Publié le 22 Feb 2017 - 02:01
EL HADJ HAMIDOU KASSE, CHARGE DE LA COMMUNICATION DE LA PRESIDENCE

‘’Nous n’avons pas à nous acharner sur Khalifa Sall’’

 

Si la convocation de Khalifa Ababacar Sall aujourd’hui devant les enquêteurs de la Division des investigations criminelles est, aux yeux de certains socialistes, de l’acharnement, il n’en est rien, selon El Hadj Hamidou Kassé. Le ministre conseiller en communication du président de la République dégage en touche et nie toute tentative de liquidation d’un adversaire politique. Mieux, il pense même qu’on risque, si on suit cette logique, de demeurer dans l’impunité. Dans cet entretien avec EnQuête, le ministre conseiller revient sur les scènes de violences notées ces temps-ci dans les rangs de l’APR et sur la récente visite du président de la République en Gambie, entre autres questions d’actualités. Entretien.

 

Le maire de Dakar Khalifa Sall doit déférer aujourd’hui à une convocation à la Division des investigations criminelles, suite à un rapport de l’IGE. Certains socialistes parlent d’acharnement et une tentative de liquidation d’adversaires politiques. Qu’en pensez-vous ?

Je pense très sincèrement qu’on doit dépassionner le débat. Vous savez, un peu partout dans le monde, quand un homme politique est convoqué devant les tribunaux, il parle toujours d’acharnement politique. C’est dans tous les pays du monde. Prenez l’exemple de la France, je ne nommerai personne, mais vous savez de quoi je parle. Prenez l’exemple en Russie au moment où nous sommes en train de parler. Il y a l’exemple même des Etats-Unis. Un peu partout à travers le monde, à chaque fois qu’un homme politique est convoqué devant les tribunaux, on crie au scandale et à la tentative de liquidation. Encore que là, il doit répondre à la Division des investigations criminelles. Chacun de nous peut répondre à la DIC. Il n’est pas dit qu’il est inculpé. Non ! Mais à chaque fois, on parle d’acharnement politique. Cela veut dire qu’on risque, si on suit cette logique, de demeurer dans l’impunité.

Extraits du jeu de données d'annotation de lieux
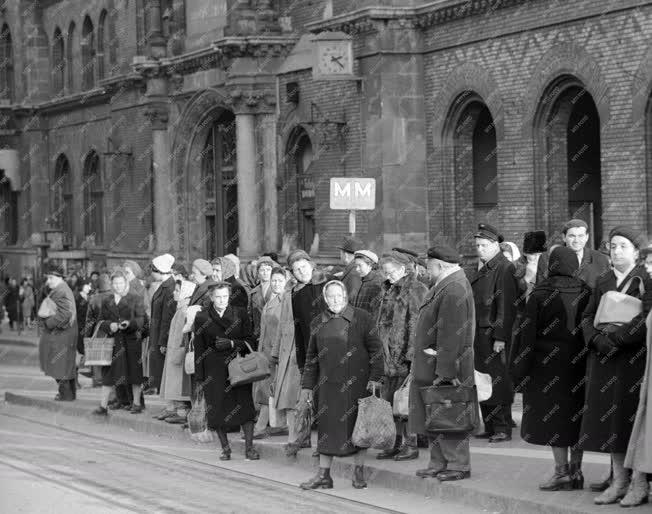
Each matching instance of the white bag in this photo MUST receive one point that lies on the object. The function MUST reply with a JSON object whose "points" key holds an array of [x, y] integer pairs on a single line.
{"points": [[277, 418], [189, 363], [483, 385]]}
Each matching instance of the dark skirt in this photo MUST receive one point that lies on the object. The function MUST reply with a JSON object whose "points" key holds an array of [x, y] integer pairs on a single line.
{"points": [[612, 393], [127, 365]]}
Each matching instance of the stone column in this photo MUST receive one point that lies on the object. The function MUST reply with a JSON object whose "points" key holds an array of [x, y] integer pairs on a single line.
{"points": [[249, 218], [270, 202]]}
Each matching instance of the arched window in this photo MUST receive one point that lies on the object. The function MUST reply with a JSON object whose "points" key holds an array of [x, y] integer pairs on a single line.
{"points": [[6, 64], [93, 199], [58, 63], [101, 45], [70, 57], [88, 54], [62, 196]]}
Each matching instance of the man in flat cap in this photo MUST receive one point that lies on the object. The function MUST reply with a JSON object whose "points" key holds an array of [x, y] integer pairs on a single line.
{"points": [[163, 309], [350, 275], [593, 264], [399, 307], [446, 325], [495, 292]]}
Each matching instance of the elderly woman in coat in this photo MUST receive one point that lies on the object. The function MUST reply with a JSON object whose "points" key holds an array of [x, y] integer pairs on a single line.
{"points": [[175, 384], [639, 450], [616, 364], [58, 344], [221, 332], [551, 365], [122, 314], [343, 364]]}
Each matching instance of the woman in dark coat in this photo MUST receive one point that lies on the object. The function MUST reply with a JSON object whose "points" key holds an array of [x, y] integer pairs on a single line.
{"points": [[344, 363], [550, 367], [616, 364], [221, 331], [122, 314]]}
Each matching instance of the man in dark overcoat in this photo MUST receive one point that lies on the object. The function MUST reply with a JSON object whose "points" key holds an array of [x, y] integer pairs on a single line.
{"points": [[163, 309], [446, 325], [495, 292]]}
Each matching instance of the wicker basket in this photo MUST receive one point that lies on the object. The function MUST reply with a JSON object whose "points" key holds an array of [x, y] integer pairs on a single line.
{"points": [[98, 351]]}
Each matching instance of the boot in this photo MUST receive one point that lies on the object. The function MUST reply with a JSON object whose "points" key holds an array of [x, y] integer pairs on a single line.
{"points": [[226, 448], [638, 492], [322, 480], [560, 480], [250, 452], [577, 478], [358, 478]]}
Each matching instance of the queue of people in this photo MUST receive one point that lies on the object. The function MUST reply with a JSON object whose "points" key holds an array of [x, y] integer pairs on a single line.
{"points": [[537, 320]]}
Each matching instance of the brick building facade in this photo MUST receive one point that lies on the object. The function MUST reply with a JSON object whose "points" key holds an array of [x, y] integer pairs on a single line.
{"points": [[130, 127]]}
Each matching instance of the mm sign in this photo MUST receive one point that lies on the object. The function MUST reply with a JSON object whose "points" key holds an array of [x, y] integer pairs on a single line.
{"points": [[353, 194]]}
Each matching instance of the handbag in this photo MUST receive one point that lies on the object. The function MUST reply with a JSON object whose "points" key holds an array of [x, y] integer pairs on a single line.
{"points": [[618, 308], [450, 409], [248, 369], [189, 362], [48, 308], [401, 403], [374, 426]]}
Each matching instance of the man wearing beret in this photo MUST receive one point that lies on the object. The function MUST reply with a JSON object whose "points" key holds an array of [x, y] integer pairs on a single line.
{"points": [[399, 307], [593, 264], [445, 325], [495, 292]]}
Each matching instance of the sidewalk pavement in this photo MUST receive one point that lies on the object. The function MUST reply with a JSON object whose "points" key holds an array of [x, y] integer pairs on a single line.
{"points": [[504, 477]]}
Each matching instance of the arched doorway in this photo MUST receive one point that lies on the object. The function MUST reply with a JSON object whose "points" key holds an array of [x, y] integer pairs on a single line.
{"points": [[472, 168], [301, 187], [567, 158], [219, 185]]}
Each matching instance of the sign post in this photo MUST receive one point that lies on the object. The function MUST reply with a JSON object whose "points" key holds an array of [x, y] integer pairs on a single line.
{"points": [[353, 194]]}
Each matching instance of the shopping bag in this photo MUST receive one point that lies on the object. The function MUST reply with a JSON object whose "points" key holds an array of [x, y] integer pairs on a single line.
{"points": [[401, 403], [374, 427], [277, 418], [483, 384], [450, 408]]}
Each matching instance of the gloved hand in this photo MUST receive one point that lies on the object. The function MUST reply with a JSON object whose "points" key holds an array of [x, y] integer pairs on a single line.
{"points": [[372, 386], [603, 344]]}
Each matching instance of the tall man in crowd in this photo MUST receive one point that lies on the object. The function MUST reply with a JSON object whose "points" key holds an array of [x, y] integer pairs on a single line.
{"points": [[399, 308], [446, 325], [495, 292]]}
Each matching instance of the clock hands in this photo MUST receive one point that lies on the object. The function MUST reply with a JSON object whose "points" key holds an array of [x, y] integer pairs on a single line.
{"points": [[337, 60]]}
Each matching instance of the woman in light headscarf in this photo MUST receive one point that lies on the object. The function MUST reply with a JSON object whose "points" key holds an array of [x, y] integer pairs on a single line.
{"points": [[175, 384]]}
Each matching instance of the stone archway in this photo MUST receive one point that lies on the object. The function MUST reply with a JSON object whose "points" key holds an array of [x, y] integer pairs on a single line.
{"points": [[567, 157]]}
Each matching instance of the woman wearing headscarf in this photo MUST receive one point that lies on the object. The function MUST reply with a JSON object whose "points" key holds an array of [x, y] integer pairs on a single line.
{"points": [[550, 367], [230, 272], [122, 315], [639, 450], [344, 363], [175, 384], [221, 332], [615, 364]]}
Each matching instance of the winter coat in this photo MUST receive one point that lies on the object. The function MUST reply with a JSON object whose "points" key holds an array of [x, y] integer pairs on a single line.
{"points": [[495, 292], [58, 343], [639, 450], [307, 303], [397, 318], [175, 384], [446, 323], [126, 366], [613, 381], [226, 405], [551, 363], [287, 385], [369, 294], [344, 353]]}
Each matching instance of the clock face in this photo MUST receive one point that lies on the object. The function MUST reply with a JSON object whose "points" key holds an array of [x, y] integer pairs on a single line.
{"points": [[334, 58]]}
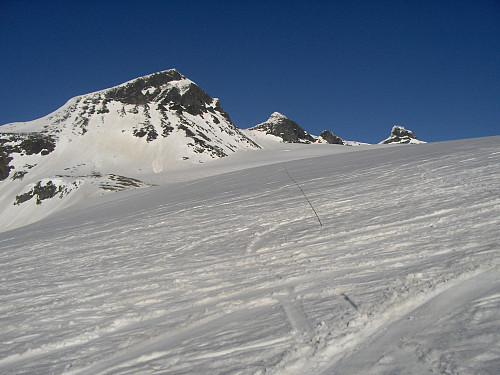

▶ [TRAVAIL DEMANDÉ]: Recopiez à l'identique le passage de l'entretien qui commence aux mots « Le maire de » et s'achève après les mots « politiques. Qu’en pensez-vous ? ».

▶ [RÉSULTAT DE L'EXERCICE]:
Le maire de Dakar Khalifa Sall doit déférer aujourd’hui à une convocation à la Division des investigations criminelles, suite à un rapport de l’IGE. Certains socialistes parlent d’acharnement et une tentative de liquidation d’adversaires politiques. Qu’en pensez-vous ?